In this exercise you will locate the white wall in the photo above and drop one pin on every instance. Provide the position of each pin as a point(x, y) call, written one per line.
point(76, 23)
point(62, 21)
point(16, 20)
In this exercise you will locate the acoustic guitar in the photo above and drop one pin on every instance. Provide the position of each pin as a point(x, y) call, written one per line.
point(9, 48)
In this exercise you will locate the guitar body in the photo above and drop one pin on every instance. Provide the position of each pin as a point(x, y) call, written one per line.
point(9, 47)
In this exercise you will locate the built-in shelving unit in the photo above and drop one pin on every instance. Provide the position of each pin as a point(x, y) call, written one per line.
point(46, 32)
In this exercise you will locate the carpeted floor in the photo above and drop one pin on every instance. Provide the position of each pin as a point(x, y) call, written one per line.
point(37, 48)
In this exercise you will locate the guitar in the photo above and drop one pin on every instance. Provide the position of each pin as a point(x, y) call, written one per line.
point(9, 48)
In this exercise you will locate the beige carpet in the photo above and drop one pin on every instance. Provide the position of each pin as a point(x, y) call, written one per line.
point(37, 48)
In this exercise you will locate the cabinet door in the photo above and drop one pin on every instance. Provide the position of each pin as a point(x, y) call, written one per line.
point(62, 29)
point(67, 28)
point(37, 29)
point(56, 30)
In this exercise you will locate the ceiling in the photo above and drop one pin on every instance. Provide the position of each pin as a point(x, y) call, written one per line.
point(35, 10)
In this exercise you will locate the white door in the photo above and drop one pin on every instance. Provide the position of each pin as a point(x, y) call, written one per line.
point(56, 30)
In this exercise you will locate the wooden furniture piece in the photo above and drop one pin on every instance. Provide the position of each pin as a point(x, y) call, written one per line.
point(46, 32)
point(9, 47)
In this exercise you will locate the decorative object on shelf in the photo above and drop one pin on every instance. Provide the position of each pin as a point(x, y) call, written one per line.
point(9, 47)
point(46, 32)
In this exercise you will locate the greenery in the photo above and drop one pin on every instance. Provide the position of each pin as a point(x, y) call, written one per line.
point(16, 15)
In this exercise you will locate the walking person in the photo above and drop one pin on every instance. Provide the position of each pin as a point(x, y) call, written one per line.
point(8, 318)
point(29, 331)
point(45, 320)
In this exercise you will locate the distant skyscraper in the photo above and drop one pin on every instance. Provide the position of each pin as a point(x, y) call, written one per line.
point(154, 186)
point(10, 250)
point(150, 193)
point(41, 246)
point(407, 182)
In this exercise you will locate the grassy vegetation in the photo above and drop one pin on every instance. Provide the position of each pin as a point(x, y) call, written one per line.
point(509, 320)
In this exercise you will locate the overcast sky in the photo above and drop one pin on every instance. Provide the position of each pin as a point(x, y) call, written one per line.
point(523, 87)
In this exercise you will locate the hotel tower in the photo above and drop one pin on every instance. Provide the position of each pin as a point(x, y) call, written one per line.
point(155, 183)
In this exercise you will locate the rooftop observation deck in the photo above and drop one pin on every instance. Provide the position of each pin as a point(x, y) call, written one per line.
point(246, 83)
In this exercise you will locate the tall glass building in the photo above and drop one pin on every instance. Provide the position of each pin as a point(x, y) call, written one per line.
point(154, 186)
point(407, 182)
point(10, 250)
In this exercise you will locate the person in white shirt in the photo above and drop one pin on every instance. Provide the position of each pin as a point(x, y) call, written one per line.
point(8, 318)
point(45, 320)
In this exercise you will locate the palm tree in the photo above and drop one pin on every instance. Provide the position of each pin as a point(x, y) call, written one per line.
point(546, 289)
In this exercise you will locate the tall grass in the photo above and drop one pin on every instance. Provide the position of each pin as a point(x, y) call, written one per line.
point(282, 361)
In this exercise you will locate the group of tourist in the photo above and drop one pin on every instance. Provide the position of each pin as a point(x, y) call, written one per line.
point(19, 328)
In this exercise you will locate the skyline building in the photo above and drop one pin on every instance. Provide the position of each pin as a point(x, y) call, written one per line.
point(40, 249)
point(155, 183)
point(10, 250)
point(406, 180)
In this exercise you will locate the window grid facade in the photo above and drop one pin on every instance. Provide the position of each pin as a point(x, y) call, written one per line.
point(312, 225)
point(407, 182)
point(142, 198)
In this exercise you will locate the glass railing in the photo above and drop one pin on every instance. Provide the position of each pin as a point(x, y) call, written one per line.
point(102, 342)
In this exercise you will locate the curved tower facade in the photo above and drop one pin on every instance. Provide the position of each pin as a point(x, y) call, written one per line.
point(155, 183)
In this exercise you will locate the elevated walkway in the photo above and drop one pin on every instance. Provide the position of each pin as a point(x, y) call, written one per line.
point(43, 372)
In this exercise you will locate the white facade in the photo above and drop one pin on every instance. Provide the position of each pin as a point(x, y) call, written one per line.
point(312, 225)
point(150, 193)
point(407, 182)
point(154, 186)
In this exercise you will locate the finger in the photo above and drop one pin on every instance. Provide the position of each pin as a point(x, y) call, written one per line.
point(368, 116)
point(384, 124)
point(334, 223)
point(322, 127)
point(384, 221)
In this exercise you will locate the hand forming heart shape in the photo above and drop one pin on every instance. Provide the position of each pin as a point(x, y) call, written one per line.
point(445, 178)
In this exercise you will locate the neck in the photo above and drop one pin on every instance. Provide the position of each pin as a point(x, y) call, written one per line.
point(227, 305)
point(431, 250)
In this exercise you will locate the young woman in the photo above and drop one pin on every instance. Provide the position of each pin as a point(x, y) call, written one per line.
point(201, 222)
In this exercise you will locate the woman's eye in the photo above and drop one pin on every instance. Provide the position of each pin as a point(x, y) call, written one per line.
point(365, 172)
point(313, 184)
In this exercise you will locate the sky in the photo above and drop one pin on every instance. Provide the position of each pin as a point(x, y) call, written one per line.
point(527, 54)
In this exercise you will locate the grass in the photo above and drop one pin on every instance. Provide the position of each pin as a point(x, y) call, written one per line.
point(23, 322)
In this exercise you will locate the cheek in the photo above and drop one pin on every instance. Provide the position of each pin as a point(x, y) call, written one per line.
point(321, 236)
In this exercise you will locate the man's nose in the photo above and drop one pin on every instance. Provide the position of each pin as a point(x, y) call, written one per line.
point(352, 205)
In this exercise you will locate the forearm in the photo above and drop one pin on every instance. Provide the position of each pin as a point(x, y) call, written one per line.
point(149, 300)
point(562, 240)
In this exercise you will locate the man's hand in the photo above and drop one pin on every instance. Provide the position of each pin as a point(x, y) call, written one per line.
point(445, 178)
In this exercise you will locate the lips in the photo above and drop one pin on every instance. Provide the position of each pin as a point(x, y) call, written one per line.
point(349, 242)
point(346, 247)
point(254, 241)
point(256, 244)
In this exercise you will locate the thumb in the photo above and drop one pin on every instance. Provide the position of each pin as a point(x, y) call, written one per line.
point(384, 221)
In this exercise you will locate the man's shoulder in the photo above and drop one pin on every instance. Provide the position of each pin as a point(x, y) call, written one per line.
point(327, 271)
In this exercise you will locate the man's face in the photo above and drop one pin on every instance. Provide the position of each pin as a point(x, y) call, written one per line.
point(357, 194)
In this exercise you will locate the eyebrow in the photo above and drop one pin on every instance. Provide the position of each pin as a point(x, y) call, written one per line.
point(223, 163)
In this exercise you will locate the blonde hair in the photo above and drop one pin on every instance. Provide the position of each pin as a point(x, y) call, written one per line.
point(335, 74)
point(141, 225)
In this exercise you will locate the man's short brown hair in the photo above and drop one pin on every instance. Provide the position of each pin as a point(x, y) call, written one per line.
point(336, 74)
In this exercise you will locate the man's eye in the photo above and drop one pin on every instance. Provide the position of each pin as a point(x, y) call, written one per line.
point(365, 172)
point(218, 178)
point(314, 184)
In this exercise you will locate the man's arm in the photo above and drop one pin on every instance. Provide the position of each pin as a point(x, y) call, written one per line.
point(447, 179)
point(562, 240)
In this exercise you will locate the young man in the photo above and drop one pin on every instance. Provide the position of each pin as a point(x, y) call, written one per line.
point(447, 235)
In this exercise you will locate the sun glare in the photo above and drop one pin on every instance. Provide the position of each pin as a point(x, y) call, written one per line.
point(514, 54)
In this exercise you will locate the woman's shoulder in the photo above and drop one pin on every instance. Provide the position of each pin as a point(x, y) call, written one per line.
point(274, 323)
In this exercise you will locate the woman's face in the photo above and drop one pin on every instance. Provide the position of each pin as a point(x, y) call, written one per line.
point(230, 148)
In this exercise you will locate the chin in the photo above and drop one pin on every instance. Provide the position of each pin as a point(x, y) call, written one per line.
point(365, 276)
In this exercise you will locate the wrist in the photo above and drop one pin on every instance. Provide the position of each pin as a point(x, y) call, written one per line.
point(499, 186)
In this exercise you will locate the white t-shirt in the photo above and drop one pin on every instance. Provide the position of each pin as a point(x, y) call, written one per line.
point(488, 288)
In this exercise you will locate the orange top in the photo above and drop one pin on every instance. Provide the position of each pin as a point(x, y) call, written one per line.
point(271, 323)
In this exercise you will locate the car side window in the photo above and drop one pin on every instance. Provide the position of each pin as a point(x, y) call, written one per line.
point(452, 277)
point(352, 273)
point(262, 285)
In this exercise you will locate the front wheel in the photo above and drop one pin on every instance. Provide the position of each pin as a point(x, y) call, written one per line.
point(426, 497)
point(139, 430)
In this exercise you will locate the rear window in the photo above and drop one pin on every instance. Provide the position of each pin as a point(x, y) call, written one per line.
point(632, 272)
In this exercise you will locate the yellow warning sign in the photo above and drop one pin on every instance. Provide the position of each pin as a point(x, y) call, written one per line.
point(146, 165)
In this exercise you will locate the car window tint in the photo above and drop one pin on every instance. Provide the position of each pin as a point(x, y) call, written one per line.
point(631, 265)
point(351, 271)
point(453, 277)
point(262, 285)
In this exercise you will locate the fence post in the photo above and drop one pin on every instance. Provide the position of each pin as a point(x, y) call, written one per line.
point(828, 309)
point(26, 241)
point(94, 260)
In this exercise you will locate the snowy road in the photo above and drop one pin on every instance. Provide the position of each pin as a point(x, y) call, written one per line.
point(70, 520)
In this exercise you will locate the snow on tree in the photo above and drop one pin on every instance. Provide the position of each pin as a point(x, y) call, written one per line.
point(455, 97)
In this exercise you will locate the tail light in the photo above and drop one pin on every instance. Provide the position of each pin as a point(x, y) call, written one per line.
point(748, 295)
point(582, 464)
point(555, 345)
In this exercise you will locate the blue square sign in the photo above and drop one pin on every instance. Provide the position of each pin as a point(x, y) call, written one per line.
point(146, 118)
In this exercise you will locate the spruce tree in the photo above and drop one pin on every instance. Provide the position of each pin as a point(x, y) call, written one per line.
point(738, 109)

::::::::::

= Goal =
Copy out the lines above, beginning at the line that has "In this exercise you will locate the snowy" and ending after the line that has "point(70, 520)". Keep the wording the same, but increase every coordinate in the answers by 146.

= Exercise result =
In this exercise you will locate the snowy road in the photo above and drop one pin on every instance. Provide the position of each pin as a point(x, y) call, written one per line.
point(216, 666)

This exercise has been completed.